> _À faire_
Poursuivez le texte sur l'œuvre d'Anaïs Lelièvre à la suite de sa dernière phrase.

> _Passage extrait_
+-------+
Silicium 3, 2022

Installation, modules en acier peint / Exposition L’esprit des lieux, 2022, Abbaye Saint-Jean d’Orbestier, Musée du MASC, Les Sables d’Olonne, commissariat Philippe Piguet.



Philippe Piguet, catalogue d’exposition, Anaïs Lelièvre, L’esprit des lieux, Musée du MASC, Sables d’Olonne, 2022.
« Des relations de l’œuvre à l’espace de sa monstration, deux cas de figure sont à considérer. Le premier, qui est le plus ancien, porte sur le moment même de sa création et de son rapport au lieu où elle s’informe. Tel est le cas des peintures rupestres qui épousent le relief des parois sur lesquelles elles sont réalisées ou celui, plus contemporain, d’installations faites spécialement pour le contexte. Le second cas concerne des œuvres modulables, qui préexistent et qui sont en capacité de s’adapter à l’espace où elles sont présentées. Dans l’une comme dans l’autre de ces deux situations, ces œuvres sont pensées par leurs auteurs aux fins de mettre en exergue l’esprit des lieux qui les accueillent.
Non seulement l’art d’Anaïs Lelièvre est requis par cet esprit des lieux mais il procède tout à la fois de ces deux cas de figures. De fait, si l’artiste n’envisage son travail que dans une étroite relation à l’histoire des lieux où elle intervient, recherchant toute documentation qui lui permette de l’appréhender au mieux, elle le nourrit sans cesse du développement des expériences traversées. Sa démarche gagne ainsi la pertinence d’un continuum qui la charge de sens, tout en modulant celui-ci des situations qui lui sont offertes, et les formulations qu’elles trouvent reposent sur un socle conceptuel et formel solidement réfléchi.
+-------+
> _Données fournies_
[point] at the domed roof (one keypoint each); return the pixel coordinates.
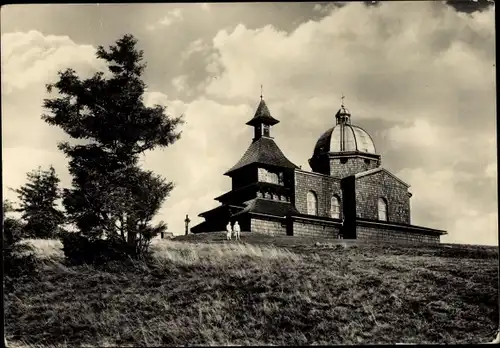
(345, 137)
(353, 138)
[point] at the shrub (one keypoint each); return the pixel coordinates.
(80, 249)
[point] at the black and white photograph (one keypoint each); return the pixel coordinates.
(249, 173)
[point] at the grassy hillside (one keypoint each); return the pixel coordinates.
(202, 290)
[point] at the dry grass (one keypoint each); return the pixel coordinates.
(46, 248)
(202, 290)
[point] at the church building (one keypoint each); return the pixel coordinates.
(347, 194)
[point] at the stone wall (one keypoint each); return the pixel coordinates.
(269, 227)
(368, 189)
(365, 233)
(343, 167)
(243, 178)
(322, 185)
(308, 229)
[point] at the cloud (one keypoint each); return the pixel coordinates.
(195, 46)
(417, 75)
(440, 202)
(32, 58)
(420, 67)
(179, 83)
(172, 16)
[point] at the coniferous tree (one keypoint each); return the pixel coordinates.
(38, 204)
(111, 196)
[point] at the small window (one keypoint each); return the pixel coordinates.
(335, 207)
(280, 179)
(266, 130)
(382, 209)
(312, 203)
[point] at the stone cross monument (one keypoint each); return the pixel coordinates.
(187, 221)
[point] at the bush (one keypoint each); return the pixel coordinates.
(79, 250)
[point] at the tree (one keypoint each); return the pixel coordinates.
(12, 228)
(111, 196)
(38, 203)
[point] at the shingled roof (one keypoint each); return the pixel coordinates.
(262, 115)
(268, 207)
(263, 151)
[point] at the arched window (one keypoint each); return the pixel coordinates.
(312, 203)
(335, 207)
(382, 209)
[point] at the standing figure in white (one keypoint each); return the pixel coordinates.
(228, 231)
(237, 230)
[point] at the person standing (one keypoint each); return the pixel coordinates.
(237, 230)
(228, 231)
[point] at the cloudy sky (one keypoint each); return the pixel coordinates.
(418, 76)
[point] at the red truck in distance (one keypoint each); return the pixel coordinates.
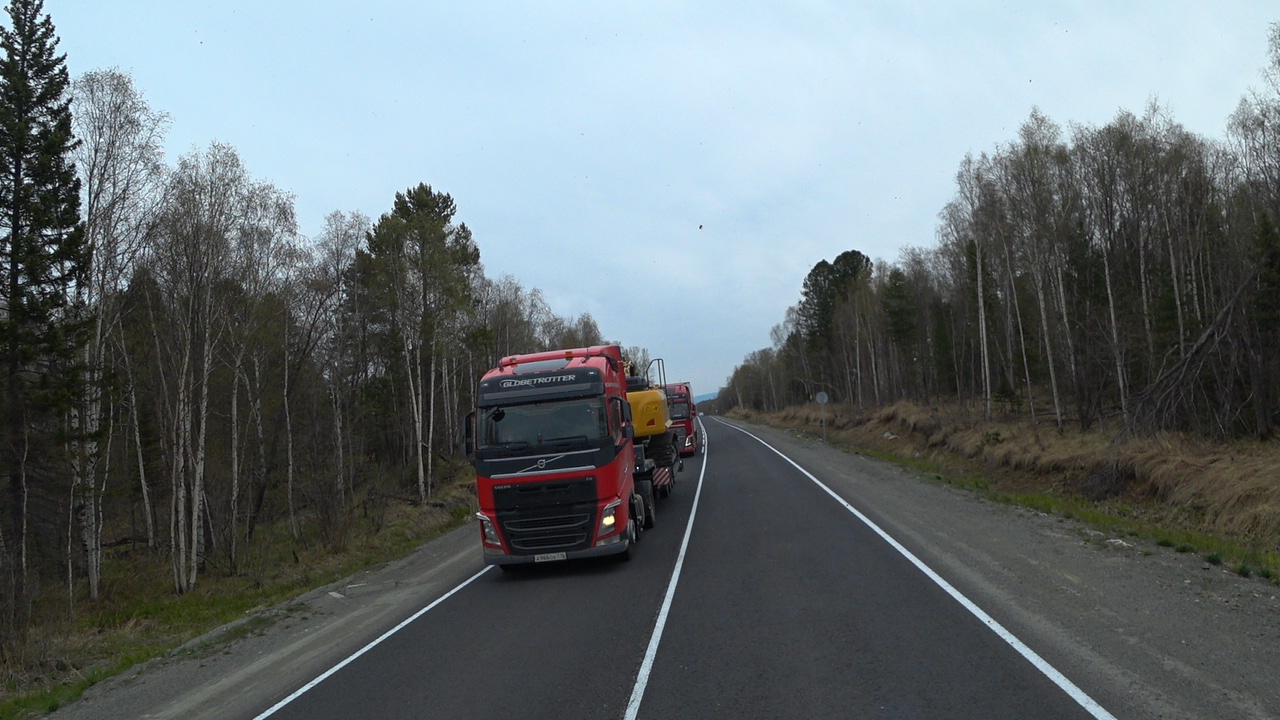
(684, 415)
(552, 445)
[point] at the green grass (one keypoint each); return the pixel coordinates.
(140, 618)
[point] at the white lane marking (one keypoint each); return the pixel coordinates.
(368, 647)
(1059, 679)
(647, 666)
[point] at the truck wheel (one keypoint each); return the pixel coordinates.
(645, 490)
(632, 537)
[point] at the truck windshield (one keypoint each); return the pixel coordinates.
(556, 423)
(679, 410)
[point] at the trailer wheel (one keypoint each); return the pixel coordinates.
(645, 490)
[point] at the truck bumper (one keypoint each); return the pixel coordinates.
(493, 556)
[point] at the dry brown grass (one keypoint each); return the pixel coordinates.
(1175, 481)
(138, 616)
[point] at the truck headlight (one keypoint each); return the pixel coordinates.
(608, 519)
(488, 532)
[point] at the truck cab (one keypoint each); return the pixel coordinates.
(551, 441)
(684, 418)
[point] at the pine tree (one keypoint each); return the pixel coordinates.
(42, 259)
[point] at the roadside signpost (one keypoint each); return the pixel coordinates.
(822, 405)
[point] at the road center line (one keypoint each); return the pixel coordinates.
(1059, 679)
(370, 646)
(647, 666)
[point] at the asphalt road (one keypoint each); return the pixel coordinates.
(836, 587)
(786, 606)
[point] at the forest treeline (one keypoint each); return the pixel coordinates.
(1127, 273)
(178, 365)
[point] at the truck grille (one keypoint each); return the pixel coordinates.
+-------+
> _Réponse à l'exercice_
Aux Sables d’Olonne, invitée à habiter les espaces de l’abbaye d’Orbestier, d’une part, de la Croisée du MASC, de l’autre, Anaïs Lelièvre a choisi d’intervenir suivant trois modalités distinctes. Ici, elle rejoue les éléments d’une pièce existante – Pinnaculum – et en développe une autre – Caryopse ; là, à partir de la déclinaison d’un module utilisé antérieurement, elle le démultiplie en un dispositif totalement inédit – Silicium 3. Quoiqu’elles soient séparées par l’éloignement des deux lieux d’exposition, ces trois installations se raccordent, sinon s’accordent par leur nature graphique – dessin imprimé pour la première, sculptures filaires pour les deux autres. Cela les rassemble virtuellement dans l’espace et leur confère la force d’une unité. […]
Intitulée Silicium 3, l’installation qu’elle y a orchestrée se distingue par un dispositif qui repose sur l’apparente fragilité graphique des 91 sculptures filaires qui y sont rassemblées. Si elles prennent figure à l’origine d’un dessin de géode rapportée du Brésil - lequel a conduit l’artiste au même développement vers la sculpture que Caryopse -, celles-ci font sens par rapport au concept de maison multiple et au nomadisme à l’aune desquels l’art d’Anaïs Lelièvre existe, via la procédure de résidence. Silicium 3 inaugure une forme d’invasion et de basculement qui convoque les mathématiques dans la déclinaison des modules fabriqués, joue de la transparence du fait que ceux-ci sont totalement traversants et s’amuse de l’instable par rapport à une longueur inégale de leurs arêtes. Tout en s’inscrivant dans la logique du travail, l’œuvre prend ainsi en charge la mémoire des lieux, celle des marais-salants et des cristaux de sel qui ont fait jadis l’identité de la ville.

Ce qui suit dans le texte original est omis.